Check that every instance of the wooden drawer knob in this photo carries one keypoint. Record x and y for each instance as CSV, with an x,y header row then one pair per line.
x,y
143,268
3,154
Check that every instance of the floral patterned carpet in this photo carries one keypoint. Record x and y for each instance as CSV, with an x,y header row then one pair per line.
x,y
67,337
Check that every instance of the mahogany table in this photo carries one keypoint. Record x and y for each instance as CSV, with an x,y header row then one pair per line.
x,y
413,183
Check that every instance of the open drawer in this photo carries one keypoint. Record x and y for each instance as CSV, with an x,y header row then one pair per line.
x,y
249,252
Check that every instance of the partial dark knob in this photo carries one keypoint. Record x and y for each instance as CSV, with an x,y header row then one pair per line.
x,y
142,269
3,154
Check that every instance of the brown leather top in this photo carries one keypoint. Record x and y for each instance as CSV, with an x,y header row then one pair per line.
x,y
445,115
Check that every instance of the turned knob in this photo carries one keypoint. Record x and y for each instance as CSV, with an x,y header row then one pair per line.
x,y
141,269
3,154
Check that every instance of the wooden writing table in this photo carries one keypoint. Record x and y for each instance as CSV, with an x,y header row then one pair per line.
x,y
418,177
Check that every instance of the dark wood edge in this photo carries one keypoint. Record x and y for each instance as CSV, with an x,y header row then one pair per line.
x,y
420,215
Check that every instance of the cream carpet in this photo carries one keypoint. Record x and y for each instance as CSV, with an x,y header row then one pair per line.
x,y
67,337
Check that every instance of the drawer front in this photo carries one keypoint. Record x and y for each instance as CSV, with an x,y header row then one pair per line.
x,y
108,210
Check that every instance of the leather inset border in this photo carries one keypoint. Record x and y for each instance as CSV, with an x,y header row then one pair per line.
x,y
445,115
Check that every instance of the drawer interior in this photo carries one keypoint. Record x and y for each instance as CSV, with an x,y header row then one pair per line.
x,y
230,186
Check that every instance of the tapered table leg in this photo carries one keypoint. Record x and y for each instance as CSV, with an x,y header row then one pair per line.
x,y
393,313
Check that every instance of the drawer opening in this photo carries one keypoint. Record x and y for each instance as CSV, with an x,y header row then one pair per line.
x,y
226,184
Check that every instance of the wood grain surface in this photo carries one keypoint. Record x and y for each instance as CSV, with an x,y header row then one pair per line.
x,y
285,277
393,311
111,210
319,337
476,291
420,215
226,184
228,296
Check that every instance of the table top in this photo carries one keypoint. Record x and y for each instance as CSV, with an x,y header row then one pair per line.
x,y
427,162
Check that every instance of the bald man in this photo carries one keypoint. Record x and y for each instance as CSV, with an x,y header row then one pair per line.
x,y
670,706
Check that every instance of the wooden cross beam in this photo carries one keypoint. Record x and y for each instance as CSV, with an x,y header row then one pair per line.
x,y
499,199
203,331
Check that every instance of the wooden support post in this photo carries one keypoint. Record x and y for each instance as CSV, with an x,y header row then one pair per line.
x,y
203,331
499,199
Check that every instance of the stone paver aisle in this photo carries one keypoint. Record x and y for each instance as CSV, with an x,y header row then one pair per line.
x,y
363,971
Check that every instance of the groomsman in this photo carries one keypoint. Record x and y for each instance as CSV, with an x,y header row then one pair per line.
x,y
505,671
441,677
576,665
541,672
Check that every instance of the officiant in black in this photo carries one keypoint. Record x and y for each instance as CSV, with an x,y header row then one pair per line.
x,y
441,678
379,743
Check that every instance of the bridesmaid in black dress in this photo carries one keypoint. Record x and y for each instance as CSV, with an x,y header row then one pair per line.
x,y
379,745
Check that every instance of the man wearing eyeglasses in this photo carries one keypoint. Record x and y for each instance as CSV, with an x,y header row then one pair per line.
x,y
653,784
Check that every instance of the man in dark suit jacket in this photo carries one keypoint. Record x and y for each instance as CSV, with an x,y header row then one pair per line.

--

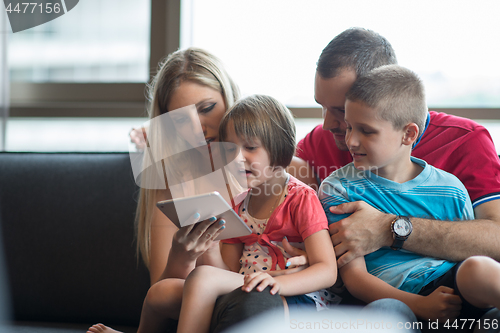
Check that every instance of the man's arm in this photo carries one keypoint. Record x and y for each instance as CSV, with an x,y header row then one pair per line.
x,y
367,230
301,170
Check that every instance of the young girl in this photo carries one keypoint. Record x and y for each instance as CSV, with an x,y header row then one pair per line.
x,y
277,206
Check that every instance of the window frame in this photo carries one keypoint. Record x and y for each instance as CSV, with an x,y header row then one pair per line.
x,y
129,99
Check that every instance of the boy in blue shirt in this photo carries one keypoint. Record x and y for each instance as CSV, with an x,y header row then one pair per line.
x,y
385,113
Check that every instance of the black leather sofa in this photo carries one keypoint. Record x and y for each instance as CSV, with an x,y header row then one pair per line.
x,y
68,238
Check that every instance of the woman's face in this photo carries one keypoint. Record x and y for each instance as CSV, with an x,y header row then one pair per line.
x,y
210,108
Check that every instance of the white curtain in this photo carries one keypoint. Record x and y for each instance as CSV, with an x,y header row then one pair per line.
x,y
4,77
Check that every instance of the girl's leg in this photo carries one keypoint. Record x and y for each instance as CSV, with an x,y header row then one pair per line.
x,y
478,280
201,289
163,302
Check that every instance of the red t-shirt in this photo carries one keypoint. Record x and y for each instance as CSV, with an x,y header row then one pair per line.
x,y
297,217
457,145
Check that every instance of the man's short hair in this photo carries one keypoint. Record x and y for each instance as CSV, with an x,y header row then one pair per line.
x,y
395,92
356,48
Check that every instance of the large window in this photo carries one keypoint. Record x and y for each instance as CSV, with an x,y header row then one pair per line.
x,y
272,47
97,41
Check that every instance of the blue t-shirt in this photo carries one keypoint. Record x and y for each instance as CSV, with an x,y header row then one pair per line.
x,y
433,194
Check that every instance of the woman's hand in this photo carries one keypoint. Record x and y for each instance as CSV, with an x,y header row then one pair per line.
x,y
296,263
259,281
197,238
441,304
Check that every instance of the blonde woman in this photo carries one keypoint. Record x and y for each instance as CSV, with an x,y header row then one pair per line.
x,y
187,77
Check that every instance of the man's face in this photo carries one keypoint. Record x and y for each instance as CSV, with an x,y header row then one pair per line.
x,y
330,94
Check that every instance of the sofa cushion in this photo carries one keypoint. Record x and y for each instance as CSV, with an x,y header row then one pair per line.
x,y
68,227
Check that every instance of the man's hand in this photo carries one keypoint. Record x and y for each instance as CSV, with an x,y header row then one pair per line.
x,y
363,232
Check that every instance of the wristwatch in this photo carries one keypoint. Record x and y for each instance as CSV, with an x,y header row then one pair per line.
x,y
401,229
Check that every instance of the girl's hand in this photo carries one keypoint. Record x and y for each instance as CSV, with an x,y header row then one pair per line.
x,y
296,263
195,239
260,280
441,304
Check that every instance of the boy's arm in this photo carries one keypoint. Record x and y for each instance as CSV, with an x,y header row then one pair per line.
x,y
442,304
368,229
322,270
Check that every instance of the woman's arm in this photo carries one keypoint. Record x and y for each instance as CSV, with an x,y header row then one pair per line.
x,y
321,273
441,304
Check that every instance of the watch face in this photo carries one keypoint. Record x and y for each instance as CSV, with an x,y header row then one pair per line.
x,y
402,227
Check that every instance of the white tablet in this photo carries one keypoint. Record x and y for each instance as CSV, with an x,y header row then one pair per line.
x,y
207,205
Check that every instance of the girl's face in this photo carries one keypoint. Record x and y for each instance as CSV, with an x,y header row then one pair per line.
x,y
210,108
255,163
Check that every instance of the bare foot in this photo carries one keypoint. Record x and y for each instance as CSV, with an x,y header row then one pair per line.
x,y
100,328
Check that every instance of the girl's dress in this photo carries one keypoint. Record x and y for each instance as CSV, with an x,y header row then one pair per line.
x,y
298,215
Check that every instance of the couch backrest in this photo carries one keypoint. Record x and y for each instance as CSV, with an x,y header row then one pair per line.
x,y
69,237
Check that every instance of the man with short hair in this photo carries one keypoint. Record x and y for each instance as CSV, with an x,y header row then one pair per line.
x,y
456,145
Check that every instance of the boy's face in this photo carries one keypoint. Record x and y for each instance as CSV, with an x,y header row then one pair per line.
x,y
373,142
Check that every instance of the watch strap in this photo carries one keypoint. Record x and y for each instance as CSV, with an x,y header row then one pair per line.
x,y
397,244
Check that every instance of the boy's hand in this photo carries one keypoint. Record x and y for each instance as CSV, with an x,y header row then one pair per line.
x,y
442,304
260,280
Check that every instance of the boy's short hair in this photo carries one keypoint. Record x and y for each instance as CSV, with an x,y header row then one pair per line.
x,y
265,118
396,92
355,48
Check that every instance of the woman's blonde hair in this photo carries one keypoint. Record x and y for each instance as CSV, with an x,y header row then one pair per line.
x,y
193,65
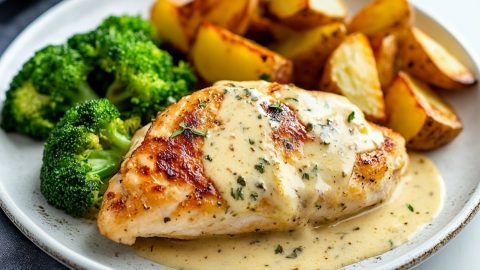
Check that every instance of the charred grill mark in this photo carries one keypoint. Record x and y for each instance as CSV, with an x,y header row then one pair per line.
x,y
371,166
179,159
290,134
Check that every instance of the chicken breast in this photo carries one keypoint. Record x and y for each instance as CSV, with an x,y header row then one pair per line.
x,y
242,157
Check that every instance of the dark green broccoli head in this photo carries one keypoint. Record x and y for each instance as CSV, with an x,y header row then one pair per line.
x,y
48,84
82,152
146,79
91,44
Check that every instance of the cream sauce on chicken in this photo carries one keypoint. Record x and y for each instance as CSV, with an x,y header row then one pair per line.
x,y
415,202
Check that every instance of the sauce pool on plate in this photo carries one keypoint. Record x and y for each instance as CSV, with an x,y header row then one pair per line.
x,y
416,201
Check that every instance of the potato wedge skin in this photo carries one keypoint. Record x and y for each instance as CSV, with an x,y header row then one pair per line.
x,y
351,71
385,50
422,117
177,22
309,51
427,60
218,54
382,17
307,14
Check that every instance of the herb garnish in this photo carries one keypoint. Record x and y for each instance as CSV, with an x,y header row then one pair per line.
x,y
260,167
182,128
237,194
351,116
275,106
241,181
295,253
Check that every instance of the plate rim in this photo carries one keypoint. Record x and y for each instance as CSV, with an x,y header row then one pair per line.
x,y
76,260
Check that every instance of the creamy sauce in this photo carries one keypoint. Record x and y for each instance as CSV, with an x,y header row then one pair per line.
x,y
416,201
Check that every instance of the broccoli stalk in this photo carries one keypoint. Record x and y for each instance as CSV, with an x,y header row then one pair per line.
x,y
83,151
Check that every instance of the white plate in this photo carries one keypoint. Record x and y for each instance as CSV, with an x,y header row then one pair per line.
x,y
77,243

* * *

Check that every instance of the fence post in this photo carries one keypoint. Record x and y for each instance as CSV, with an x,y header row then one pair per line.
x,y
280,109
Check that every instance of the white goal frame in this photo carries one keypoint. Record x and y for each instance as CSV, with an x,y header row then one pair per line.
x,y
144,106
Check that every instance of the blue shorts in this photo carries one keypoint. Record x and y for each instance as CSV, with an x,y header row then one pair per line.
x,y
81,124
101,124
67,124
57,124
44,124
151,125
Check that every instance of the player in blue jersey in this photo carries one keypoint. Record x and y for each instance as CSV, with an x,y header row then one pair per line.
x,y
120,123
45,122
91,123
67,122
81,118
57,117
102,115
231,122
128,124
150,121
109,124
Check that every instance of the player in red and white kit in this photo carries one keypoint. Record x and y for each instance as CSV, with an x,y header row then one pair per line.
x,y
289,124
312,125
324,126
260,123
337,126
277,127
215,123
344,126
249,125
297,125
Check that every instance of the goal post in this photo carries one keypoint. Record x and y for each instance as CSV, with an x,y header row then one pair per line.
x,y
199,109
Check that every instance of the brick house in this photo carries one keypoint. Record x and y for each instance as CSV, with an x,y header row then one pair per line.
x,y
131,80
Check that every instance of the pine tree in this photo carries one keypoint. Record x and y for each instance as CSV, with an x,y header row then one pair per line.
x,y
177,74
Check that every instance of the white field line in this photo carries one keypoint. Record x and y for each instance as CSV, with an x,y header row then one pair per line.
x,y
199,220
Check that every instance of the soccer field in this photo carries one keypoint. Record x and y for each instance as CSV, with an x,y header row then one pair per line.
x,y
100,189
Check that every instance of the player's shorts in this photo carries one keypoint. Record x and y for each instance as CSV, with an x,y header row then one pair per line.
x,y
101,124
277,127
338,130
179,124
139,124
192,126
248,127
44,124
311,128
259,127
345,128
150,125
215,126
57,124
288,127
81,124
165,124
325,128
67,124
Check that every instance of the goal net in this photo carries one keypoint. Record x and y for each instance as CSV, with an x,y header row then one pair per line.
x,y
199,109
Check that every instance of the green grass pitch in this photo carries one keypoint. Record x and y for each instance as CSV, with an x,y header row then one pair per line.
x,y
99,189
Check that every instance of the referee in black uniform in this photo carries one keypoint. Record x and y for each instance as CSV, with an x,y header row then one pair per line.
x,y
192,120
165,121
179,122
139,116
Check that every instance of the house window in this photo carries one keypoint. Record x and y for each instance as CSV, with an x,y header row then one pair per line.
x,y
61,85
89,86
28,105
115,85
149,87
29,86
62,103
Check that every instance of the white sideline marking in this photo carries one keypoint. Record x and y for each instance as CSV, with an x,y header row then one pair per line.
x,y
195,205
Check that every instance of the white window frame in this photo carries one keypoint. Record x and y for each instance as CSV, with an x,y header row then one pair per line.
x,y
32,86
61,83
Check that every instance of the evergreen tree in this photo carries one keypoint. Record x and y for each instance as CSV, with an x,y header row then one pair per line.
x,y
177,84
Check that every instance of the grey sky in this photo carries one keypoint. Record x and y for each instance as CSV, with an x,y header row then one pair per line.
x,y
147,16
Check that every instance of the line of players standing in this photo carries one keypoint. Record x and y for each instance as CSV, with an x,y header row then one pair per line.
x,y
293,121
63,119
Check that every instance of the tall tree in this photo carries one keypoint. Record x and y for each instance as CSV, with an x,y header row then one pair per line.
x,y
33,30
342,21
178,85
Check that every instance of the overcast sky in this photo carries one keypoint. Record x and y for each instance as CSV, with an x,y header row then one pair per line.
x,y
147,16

• **WRITTEN PROBLEM**: Pull out every line in the material above that contains the word "chicken", and list those lines in the order they appear.

• **SOLUTION BELOW**:
Check that every instance of the chicken breast in this photo carries one keypoint. Record x and y for each instance as CSV, with an x,y header row then one pair per line.
Check that every instance of the cream sauce on chicken in this photo carries one keypoint. Record x and y for each instance as CSV, with an x,y header row then one pair per line.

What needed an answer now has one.